**WHAT IS EXPECTED:**
Copy out the lines of the listing below without any changes, starting with the line containing "Locate the green tablecloth;" and continuing through the last line of the listing.

* begin DATA PROVIDED *

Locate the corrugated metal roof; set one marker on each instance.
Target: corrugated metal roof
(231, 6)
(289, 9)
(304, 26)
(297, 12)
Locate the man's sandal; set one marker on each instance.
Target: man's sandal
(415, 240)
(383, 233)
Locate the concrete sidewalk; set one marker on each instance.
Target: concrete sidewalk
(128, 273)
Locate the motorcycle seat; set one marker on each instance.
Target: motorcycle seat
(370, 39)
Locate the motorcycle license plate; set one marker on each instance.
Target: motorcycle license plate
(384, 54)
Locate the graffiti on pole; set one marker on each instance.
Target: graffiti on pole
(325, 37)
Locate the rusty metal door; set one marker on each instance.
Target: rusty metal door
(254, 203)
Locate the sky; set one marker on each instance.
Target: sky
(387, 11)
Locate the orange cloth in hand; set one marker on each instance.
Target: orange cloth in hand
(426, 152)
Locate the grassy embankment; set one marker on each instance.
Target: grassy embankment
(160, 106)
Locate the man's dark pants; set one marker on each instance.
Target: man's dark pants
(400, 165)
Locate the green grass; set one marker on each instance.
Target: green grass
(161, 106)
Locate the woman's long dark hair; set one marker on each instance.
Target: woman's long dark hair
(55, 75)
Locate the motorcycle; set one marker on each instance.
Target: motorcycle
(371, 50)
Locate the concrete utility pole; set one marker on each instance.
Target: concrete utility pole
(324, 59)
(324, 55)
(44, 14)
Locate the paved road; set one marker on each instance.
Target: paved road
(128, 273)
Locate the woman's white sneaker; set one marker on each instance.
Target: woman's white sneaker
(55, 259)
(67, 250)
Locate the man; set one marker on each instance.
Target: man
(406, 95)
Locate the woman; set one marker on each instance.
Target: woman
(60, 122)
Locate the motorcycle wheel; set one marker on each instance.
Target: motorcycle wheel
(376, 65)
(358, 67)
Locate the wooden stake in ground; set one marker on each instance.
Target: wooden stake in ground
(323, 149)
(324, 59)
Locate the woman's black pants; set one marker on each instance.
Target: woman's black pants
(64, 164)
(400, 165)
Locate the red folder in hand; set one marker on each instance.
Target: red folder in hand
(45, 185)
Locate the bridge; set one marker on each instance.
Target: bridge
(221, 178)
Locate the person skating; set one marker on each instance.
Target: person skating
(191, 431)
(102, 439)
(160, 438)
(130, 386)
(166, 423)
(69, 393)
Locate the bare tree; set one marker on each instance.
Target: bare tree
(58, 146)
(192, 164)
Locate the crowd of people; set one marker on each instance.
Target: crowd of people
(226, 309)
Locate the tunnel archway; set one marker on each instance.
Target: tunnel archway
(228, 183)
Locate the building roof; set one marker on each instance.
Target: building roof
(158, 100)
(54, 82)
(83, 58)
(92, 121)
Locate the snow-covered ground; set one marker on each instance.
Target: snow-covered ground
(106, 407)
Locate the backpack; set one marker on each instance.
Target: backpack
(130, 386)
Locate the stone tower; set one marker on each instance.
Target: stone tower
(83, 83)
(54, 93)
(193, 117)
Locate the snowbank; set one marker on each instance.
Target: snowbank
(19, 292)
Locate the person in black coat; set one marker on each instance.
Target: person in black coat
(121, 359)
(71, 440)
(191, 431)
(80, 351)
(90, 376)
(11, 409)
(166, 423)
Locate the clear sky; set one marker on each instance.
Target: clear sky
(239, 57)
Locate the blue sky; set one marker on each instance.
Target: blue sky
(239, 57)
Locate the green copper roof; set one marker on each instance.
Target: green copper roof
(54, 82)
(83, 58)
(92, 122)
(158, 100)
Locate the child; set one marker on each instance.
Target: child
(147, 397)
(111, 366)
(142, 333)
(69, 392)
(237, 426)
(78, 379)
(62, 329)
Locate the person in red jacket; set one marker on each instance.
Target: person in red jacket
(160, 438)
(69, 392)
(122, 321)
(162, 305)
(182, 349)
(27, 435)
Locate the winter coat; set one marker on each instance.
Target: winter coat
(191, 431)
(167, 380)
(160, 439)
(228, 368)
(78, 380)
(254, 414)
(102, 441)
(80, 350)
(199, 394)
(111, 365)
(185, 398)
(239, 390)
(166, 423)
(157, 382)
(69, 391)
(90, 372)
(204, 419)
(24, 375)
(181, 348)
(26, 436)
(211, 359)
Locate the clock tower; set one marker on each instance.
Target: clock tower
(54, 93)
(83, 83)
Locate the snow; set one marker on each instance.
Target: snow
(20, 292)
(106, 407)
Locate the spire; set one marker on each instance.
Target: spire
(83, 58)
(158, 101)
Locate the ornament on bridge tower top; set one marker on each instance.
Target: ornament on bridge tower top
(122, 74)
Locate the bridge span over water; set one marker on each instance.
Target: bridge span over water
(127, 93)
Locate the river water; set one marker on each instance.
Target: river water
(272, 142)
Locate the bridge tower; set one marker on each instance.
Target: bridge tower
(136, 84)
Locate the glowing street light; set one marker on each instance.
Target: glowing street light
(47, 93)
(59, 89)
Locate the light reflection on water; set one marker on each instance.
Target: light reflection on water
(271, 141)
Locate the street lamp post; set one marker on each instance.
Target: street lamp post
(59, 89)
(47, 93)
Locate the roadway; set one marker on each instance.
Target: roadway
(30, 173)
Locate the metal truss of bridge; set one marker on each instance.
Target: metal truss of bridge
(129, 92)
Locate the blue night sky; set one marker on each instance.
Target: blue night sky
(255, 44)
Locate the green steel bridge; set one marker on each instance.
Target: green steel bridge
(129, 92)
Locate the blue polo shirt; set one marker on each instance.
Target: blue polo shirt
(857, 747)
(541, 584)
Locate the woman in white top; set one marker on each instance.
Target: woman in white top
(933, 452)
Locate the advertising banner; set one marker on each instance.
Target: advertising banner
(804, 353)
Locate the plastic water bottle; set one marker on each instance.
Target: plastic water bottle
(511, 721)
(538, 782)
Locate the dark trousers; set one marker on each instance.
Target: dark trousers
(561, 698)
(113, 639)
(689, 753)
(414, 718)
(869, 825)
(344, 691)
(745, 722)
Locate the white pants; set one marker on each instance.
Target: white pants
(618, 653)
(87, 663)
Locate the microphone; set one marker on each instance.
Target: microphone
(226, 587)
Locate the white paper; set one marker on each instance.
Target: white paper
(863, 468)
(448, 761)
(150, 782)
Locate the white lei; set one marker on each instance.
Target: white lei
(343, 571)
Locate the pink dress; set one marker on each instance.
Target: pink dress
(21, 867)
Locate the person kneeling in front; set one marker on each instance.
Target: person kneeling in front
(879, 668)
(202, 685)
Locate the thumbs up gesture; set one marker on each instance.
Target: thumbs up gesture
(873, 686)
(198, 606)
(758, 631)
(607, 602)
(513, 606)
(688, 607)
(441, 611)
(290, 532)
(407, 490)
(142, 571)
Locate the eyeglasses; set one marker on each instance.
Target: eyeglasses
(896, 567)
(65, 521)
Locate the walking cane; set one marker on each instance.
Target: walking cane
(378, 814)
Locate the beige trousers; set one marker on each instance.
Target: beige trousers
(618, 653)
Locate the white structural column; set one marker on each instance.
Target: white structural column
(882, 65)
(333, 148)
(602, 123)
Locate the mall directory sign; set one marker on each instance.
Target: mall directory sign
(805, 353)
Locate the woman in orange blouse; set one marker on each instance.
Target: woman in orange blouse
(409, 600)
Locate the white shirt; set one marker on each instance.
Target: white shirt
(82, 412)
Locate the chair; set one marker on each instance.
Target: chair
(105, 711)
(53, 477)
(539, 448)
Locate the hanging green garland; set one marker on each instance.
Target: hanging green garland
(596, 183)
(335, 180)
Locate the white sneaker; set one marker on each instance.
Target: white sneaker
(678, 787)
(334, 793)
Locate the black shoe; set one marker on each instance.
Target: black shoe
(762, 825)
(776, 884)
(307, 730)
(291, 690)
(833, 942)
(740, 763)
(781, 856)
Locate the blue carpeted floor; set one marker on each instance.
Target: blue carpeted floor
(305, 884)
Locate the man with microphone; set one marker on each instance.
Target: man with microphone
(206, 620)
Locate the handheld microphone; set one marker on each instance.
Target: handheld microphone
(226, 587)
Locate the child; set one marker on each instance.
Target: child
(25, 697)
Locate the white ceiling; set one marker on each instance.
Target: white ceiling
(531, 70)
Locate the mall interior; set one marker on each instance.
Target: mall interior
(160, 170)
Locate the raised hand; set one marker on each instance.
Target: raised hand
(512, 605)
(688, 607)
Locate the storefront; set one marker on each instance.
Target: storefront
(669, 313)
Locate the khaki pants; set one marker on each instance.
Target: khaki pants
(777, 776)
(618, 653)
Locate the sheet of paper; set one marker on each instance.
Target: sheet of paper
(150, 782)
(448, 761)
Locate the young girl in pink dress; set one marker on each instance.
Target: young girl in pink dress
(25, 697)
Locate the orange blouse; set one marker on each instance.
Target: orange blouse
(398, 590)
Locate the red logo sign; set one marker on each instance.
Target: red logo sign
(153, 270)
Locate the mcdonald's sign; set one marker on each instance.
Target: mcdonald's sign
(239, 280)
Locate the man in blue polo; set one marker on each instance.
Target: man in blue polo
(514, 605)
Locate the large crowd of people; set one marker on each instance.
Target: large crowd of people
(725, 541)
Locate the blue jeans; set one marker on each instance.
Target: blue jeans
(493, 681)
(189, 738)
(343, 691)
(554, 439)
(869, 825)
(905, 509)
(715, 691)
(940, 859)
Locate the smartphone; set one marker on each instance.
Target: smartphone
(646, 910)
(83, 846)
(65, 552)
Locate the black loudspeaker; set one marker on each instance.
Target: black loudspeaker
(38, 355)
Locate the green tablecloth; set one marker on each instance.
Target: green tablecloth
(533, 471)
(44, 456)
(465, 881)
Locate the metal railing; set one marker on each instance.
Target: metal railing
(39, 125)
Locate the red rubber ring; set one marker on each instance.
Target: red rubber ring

* end DATA PROVIDED *

**RESPONSE BELOW:**
Locate the green tablecloth; set one marker on each instance.
Target: green tablecloth
(533, 471)
(44, 456)
(465, 881)
Locate the metal railing; set one marker on each instance.
Target: metal railing
(39, 125)
Locate the red rubber ring; set one marker on each instance.
Target: red rubber ring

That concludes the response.